### Stored items from a collection
******
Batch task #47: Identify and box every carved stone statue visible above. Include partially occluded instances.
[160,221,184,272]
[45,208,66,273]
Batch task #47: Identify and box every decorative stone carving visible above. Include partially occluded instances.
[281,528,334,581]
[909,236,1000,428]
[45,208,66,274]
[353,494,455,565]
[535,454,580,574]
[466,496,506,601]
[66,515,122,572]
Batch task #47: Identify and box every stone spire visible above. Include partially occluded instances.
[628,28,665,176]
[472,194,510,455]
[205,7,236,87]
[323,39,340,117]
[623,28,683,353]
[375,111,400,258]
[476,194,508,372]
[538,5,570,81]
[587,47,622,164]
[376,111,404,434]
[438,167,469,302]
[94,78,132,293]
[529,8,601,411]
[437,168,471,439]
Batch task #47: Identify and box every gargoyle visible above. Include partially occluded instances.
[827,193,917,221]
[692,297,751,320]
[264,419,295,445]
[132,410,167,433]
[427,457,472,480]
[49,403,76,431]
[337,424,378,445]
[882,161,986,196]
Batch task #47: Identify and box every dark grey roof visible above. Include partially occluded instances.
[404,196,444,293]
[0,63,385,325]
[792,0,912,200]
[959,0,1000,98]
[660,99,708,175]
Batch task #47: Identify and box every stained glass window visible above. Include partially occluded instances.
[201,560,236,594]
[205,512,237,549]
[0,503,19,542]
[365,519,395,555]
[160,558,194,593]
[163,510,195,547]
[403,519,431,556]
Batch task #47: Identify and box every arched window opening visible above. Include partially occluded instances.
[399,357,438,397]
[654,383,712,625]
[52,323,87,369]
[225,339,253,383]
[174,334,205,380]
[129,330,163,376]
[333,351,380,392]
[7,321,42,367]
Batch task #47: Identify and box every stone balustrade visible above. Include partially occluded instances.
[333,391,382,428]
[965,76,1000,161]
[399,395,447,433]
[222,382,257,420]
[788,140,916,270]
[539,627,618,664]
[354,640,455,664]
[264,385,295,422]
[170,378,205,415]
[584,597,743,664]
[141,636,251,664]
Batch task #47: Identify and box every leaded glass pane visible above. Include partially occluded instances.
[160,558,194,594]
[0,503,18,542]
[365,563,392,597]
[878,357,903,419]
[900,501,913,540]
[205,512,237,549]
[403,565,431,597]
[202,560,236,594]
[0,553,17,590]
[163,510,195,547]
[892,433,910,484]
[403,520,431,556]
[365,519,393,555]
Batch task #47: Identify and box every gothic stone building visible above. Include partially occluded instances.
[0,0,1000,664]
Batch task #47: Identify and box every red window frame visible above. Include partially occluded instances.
******
### WHAT THE EXERCISE ASKS
Please copy the rows above, substituting "partly hidden" for every "partially occluded" and leaving everything else as it is.

### TASK ANSWER
Batch task #47: Identify and box every carved stone statue visible above. Include partly hidden instances.
[160,221,184,272]
[45,208,66,273]
Batch task #47: Identify and box every decorative stone carving visible above. Include partly hidden instances.
[281,528,334,581]
[909,236,1000,428]
[45,208,66,274]
[353,494,455,565]
[535,454,580,574]
[466,496,506,601]
[66,515,122,572]
Batch task #47: Identify and box every stone spire visible above. Include partly hidden instances.
[628,28,665,176]
[472,194,510,455]
[205,7,236,87]
[323,39,340,117]
[623,28,683,353]
[375,111,400,258]
[476,194,508,372]
[538,5,570,81]
[587,47,622,164]
[376,111,404,434]
[438,167,469,302]
[94,78,132,293]
[529,8,601,411]
[437,168,471,439]
Batch task #47: Identify and box every gargoyle visible above. Include partly hidden instances.
[827,193,917,221]
[692,297,751,320]
[264,419,295,445]
[132,410,167,433]
[427,457,472,480]
[49,403,76,431]
[337,424,378,445]
[882,161,986,196]
Batch task #47: Identify and box every dark grey roof visible above. Include partly hidden instances.
[404,196,444,293]
[0,63,385,325]
[792,0,912,200]
[959,0,1000,98]
[660,99,708,175]
Batch task #47: Identify and box every stained glass window visible above. Include partly hidden instances.
[201,560,236,594]
[205,512,237,549]
[0,503,19,542]
[365,519,395,555]
[160,558,194,593]
[163,510,195,547]
[403,519,431,556]
Batch task #47: Identify and box every arched window opening visible above. Include partly hidden instances.
[399,357,438,397]
[654,383,712,625]
[52,323,87,369]
[225,339,253,383]
[174,334,205,380]
[129,330,163,376]
[333,351,380,392]
[7,321,42,367]
Batch task #47: Identify and box every stone balustrade visible above. Include partly hidden instances.
[333,391,382,428]
[965,76,1000,161]
[399,395,447,433]
[222,382,257,420]
[788,140,916,270]
[539,627,618,664]
[354,640,455,664]
[264,385,295,422]
[170,378,205,415]
[584,597,743,664]
[141,636,251,664]
Batch task #47: Identify and box every leaded glass pane visible above. Include partly hidden instances.
[160,558,194,594]
[0,503,18,542]
[365,563,392,597]
[878,357,903,419]
[900,501,913,540]
[205,512,237,549]
[403,565,431,597]
[202,560,236,594]
[0,553,17,590]
[163,510,195,547]
[892,433,910,484]
[403,520,431,556]
[365,519,393,555]
Batch task #47: Identify and box every gothic stone building visible above. Include partly hidden instances.
[0,0,1000,664]
Batch task #47: Identify and box every red window frame visible above. Include partly hidden instances.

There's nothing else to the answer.